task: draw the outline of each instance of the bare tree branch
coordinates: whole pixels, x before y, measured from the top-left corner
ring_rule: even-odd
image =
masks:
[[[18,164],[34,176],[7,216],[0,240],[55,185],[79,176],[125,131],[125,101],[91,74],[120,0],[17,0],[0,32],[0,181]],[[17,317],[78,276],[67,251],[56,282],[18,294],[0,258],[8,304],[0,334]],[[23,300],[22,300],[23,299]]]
:::
INSTRUCTIONS FOR THE TASK:
Could you repeat the material above word for word?

EXERCISE OUTPUT:
task: draw the outline of each instance of the bare tree branch
coordinates: whole pixels, x before y, measured from the top-left corner
ring_rule: even-odd
image =
masks:
[[[18,164],[34,176],[7,216],[0,240],[55,185],[79,176],[125,131],[125,101],[91,74],[120,0],[17,0],[0,32],[0,181]],[[17,317],[78,276],[67,251],[56,282],[18,294],[0,258],[8,304],[0,334]],[[23,300],[22,300],[23,299]]]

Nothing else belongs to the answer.